**ASSIGNED TASK**
Reproduce the records starting at the line that contains "of the statue" and running to the last line, exactly and in full.
******
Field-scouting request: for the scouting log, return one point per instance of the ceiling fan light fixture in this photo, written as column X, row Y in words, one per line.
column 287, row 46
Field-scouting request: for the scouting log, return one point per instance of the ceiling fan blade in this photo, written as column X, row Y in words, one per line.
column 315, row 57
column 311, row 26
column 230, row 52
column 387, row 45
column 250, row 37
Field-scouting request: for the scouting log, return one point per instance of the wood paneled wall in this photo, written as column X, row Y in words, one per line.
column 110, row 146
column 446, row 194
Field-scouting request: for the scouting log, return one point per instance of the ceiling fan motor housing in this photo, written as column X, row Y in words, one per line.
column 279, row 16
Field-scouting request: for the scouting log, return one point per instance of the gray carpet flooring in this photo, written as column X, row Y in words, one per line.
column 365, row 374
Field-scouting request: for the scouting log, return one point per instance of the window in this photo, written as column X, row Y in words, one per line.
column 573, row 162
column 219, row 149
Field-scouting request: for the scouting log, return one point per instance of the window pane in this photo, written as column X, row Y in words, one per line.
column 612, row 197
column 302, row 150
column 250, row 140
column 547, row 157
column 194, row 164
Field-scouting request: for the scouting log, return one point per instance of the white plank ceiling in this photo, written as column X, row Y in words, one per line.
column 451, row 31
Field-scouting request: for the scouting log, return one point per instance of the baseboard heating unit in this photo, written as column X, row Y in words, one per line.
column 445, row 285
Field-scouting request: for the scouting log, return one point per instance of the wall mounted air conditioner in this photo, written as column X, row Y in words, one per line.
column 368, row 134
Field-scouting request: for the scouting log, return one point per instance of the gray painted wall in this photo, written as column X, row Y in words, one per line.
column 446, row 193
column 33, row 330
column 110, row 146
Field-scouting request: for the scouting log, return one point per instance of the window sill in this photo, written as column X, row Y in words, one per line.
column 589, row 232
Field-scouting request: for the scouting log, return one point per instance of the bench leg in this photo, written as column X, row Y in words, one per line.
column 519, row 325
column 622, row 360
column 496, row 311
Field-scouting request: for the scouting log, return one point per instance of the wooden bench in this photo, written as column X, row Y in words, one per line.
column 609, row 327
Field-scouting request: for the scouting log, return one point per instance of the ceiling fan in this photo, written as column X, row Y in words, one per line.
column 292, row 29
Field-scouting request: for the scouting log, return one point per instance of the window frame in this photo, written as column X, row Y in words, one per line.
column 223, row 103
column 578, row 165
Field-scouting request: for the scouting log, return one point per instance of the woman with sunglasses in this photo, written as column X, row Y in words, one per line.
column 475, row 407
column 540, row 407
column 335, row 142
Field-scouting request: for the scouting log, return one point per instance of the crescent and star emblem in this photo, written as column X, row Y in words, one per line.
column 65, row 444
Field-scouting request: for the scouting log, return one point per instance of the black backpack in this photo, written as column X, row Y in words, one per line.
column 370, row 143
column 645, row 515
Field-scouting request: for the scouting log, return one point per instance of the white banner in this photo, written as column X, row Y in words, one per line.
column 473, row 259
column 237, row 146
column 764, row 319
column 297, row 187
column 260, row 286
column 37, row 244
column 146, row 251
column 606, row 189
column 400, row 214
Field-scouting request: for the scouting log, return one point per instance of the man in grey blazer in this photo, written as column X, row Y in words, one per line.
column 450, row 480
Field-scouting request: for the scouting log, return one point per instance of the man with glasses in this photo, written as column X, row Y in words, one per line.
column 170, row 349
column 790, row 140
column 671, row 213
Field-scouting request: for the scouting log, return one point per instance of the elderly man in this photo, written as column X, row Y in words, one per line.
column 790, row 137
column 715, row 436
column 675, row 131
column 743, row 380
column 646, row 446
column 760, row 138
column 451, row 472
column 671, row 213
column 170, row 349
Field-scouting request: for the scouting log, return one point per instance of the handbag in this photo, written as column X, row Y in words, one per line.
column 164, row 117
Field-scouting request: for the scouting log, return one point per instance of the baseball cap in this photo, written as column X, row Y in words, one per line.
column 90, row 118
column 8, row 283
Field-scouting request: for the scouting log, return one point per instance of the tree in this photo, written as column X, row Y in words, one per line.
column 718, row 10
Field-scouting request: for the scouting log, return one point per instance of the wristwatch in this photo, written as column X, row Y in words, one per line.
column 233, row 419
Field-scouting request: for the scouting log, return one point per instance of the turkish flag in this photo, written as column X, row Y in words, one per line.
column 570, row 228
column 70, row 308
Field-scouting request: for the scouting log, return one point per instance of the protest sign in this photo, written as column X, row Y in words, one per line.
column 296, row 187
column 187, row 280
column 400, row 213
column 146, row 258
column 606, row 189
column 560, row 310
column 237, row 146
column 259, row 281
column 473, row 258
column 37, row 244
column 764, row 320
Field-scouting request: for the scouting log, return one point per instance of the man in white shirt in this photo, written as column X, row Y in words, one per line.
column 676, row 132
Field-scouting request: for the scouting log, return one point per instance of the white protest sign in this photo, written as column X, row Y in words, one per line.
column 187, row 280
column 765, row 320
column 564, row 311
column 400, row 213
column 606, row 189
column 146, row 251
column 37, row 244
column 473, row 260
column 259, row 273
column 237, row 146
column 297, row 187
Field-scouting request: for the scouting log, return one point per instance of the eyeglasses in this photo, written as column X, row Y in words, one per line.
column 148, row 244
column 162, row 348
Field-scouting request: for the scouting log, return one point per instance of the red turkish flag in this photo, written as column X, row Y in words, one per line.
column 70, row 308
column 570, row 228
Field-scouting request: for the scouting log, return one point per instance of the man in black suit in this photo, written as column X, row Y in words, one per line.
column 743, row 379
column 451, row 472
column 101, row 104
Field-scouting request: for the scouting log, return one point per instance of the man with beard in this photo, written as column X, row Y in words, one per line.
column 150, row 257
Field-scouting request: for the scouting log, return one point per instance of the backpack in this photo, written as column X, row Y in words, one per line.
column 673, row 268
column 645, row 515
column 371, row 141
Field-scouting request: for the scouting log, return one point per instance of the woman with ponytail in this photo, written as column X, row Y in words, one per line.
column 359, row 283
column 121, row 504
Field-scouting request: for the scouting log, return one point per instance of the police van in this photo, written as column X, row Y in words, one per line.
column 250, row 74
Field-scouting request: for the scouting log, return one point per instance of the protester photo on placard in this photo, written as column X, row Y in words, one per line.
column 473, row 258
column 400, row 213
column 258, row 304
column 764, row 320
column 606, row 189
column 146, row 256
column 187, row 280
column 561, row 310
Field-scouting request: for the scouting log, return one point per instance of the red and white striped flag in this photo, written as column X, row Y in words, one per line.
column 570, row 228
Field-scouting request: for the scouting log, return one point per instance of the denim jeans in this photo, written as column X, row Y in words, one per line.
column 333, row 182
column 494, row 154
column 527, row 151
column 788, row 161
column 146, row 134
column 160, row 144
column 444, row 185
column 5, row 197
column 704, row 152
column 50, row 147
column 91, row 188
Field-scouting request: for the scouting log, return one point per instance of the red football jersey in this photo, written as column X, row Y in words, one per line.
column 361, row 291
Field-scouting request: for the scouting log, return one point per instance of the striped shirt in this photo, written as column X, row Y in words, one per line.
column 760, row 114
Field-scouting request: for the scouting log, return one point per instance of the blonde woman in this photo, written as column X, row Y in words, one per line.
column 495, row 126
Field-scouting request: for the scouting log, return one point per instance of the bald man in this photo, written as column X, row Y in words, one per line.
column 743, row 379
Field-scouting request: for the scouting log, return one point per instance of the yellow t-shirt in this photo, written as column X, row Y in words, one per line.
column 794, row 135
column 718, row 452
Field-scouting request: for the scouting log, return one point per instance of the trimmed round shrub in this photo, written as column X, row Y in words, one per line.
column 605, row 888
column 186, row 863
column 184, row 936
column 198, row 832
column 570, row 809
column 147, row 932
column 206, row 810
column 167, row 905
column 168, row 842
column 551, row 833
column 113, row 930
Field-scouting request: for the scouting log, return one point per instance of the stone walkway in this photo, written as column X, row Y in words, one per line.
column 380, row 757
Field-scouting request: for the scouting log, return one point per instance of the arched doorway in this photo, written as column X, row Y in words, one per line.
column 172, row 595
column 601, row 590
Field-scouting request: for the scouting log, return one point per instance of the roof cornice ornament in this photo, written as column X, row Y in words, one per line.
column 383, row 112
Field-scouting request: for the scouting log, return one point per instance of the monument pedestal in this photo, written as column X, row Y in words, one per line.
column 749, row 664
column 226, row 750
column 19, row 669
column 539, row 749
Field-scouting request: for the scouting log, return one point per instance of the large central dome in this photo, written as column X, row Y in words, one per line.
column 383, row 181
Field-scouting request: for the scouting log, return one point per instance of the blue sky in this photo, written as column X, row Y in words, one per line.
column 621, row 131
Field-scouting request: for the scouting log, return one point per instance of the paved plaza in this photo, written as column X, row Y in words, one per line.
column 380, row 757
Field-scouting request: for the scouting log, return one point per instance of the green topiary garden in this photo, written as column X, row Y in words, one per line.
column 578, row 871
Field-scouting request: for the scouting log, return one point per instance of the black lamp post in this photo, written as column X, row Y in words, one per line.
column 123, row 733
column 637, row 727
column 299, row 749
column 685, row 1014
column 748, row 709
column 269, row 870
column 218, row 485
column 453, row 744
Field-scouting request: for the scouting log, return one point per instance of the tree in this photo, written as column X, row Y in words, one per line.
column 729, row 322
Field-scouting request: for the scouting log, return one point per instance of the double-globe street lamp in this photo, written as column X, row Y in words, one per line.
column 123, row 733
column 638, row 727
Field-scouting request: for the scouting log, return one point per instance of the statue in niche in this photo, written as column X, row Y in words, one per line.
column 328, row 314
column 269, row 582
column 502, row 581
******
**SOLUTION**
Field-scouting request: for the scouting log, return one point per instance of the statue in niche in this photo, written as column X, row Y in words, one per line.
column 328, row 314
column 269, row 582
column 502, row 581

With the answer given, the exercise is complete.